San Diego’s Illumina will no longer buy Pacific Biosciences for $1.2 billion, a decision the companies reached following antitrust action on both sides of the pond.
Pacific Biosciences, or PacBio, had the potential to add another dimension to Illumina’s DNA-reading technology that’s backbone of everything from ancestry tests to prenatal screening.
But last month, the U.S. Federal Trade Commission moved to block the transaction, and the U.K.’s Competition and Markets Authority in October said it might do the same.
Per a Jan. 2 announcement, Illumina will pay a $98 million break-up fee to PacBio. But PacBio must repay the money if it strikes an agreement to be acquired by Sept. 30 and consummates the deal within two years, according to regulatory filings.
Illumina climbed to the top of the DNA sequencing market with short-read sequencing that amplifies snippets of DNA. PacBio can decode lengthier chunks of DNA, a niche that’s preferable when examining microbial genomes, for instance.
“We are disappointed that our customers and other stakeholders will not realize the powerful advantages of integrating the sequencing capabilities of our two companies,” said Michael Hunkapiller, CEO of PacBio, in a joint statement.
Illumina CEO Francis deSouza said the company would, “continue to look for ways to increase the impact and benefit of sequencing technologies for researchers, clinicians, and most importantly, patients.”
The companies mutually agreed to drop the deal given what has already been a lengthy regulatory process and uncertainty over how it would turn out, they said. The acquisition, announced in November 2018, was originally supposed to close last summer.
In an administrative complaint, the FTC alleged that Illumina is seeking to shore up its monopoly in DNA sequencing by eliminating PacBio as a competitor.

----------

* [Instructions to follow]: According to the text about Illumina and PacBio, how much is the break-up fee Illumina will pay? The material that comes next has no connection to the text about Illumina and PacBio.

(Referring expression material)
----------

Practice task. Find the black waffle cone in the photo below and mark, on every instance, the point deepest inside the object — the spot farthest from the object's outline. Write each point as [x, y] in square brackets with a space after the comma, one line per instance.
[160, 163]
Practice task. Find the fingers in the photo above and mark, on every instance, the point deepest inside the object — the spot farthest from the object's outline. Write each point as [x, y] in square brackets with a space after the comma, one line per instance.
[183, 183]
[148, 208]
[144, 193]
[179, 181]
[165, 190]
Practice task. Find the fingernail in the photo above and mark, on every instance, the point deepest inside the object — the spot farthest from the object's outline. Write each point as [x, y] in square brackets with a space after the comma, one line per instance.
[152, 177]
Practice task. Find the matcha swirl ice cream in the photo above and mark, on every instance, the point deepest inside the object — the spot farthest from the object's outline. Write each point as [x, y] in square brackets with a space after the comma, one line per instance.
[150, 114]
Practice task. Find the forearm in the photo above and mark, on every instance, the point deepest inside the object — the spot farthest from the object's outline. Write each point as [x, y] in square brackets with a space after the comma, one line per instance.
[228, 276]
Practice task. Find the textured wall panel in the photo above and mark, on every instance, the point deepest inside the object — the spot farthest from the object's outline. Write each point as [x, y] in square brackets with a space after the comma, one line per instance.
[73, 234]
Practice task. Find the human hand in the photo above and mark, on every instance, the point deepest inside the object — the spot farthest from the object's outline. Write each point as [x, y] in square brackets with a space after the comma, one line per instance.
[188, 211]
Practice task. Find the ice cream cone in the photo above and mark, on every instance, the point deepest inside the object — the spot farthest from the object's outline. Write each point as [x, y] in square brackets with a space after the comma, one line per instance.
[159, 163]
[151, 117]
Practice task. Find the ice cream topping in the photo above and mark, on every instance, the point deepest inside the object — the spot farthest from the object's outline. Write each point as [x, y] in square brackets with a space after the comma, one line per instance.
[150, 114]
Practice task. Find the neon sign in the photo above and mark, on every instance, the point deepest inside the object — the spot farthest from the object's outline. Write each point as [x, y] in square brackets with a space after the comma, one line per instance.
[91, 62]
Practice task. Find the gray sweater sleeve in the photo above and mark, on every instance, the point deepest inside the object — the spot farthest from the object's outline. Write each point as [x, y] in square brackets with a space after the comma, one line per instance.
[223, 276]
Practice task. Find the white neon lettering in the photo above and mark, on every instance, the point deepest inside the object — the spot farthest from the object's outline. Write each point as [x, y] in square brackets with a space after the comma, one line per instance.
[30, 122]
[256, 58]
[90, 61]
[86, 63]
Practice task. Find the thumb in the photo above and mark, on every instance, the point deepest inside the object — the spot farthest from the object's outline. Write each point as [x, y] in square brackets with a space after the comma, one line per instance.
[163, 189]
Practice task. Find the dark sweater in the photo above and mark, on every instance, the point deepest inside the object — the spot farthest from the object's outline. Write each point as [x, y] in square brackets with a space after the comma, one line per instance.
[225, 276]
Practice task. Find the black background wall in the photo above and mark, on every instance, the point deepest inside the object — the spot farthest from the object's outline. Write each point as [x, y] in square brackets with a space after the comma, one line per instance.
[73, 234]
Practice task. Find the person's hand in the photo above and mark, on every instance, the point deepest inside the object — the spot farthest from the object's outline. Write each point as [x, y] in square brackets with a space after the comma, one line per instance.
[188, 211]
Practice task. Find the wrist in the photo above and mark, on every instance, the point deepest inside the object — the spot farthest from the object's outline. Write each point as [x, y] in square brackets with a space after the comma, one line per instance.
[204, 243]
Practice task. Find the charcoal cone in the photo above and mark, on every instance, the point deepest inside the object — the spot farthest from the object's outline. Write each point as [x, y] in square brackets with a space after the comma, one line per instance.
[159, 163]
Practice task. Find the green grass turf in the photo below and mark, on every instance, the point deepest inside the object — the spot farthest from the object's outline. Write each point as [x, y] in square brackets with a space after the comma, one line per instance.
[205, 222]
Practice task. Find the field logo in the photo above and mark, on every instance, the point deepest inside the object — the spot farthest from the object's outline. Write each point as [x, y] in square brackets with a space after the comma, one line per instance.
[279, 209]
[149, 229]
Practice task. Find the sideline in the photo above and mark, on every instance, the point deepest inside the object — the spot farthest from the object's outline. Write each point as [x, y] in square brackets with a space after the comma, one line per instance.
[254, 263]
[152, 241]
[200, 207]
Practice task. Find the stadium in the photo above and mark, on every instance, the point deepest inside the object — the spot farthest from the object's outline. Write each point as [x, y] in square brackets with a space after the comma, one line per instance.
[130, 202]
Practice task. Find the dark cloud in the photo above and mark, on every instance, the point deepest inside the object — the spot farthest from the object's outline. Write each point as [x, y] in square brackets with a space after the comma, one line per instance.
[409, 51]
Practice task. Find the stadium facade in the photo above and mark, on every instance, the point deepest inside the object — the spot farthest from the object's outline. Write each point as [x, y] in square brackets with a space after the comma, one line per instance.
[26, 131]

----------

* [Response for this exercise]: Illumina will pay PacBio a $98 million break-up fee.